## Start

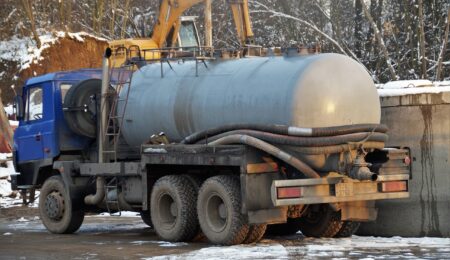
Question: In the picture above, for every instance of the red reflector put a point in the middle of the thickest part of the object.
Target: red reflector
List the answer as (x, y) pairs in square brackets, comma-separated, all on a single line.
[(289, 192), (393, 186), (407, 160)]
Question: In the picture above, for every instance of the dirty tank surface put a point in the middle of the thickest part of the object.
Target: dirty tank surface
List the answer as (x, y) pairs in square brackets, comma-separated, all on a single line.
[(102, 237), (303, 91)]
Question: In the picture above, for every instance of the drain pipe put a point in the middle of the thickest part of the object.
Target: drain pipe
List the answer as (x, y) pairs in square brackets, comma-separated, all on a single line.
[(270, 149), (98, 197)]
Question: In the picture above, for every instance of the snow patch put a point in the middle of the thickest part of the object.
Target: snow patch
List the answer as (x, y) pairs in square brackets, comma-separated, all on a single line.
[(407, 84), (127, 214), (25, 52), (412, 87), (9, 110), (260, 251)]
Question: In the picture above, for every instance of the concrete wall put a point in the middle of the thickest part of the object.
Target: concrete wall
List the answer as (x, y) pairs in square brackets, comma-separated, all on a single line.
[(422, 123)]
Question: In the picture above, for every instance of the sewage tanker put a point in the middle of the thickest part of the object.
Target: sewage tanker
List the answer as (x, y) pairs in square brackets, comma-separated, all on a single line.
[(232, 149)]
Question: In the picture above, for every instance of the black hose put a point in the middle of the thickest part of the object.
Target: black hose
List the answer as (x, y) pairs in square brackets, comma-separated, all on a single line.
[(270, 149), (305, 141), (337, 148), (287, 130)]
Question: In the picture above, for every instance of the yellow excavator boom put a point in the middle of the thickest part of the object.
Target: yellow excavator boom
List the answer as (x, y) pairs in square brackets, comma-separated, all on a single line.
[(165, 32)]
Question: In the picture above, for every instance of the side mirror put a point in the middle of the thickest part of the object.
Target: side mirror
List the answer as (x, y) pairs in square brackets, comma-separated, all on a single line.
[(18, 107)]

## End

*WHAT IS ASKED:* Replace every "thickest part" in the listing above with "widest part" and write the listing out again with nothing else changed. Leave out the pictures.

*ANSWER BELOW:*
Question: In the picture above, for every instance of the red reflector put a point in the middle of the widest part of the object.
Target: red reflector
List the answer as (x, y) pairs in square brackets, comma-separated, all on a single line.
[(289, 192), (393, 186), (407, 160)]
Question: In the picture above, for every instance of the dirty tank surface put a point in the middle of the widest part of the object.
Target: dirty tank surface
List the answer as (x, y) pairs in square brackets, comma-separated, all on a single line.
[(102, 237), (303, 91)]
Question: In the picture above, for every instance of the drain pipe put a point in the middle of the widest part of the object.
Target: drain pipe
List the answer as (x, y) pairs in square brackets, comma-separated, all on a single line.
[(270, 149), (98, 197)]
Question: In the picture above, for every instance of the snow patch put a point in the middle of the widest part of the object.
Target: snow patch
List the answer as (x, y) pairs in square brackets, comma-separated, all on a single line.
[(407, 84), (127, 214), (25, 52), (412, 87), (9, 110), (260, 251)]
Question: In the picture above, for every instance of the concrete wall put a point in the middle of the widest part of the object.
Target: concrete wall
List the answer as (x, y) pairs in square brackets, comma-separated, all on a single line.
[(422, 123)]
Question: In the picture above, for every instance of the sewage tanker put a point in the middle of the widest part of the object.
Target: sewage tanker
List the answer as (x, y) pairs in square brackets, comma-separated, all on a single line.
[(232, 149)]
Question: In the picture above, for every instance of the black hose put a point in the middle of the widest part of the object.
Target: black hose
List the answer as (x, y) pairs in square brackets, comma-separated, all on a single line.
[(270, 149), (305, 141), (337, 148), (287, 130)]
Question: In the picture above, for every instance of the yellow excavator boom put a point in the middle of the widest part of the object.
Target: yellow excavator boom
List the answer as (x, y) pairs in square brackets, comma-separated, all on a single line.
[(165, 32)]
Question: In the picture above, for every instance of the side mirror put a point in the middle of the widest part of the object.
Target: side mirror
List the answer as (x, y) pairs in square brackets, comma-separated, all on a single line.
[(18, 107)]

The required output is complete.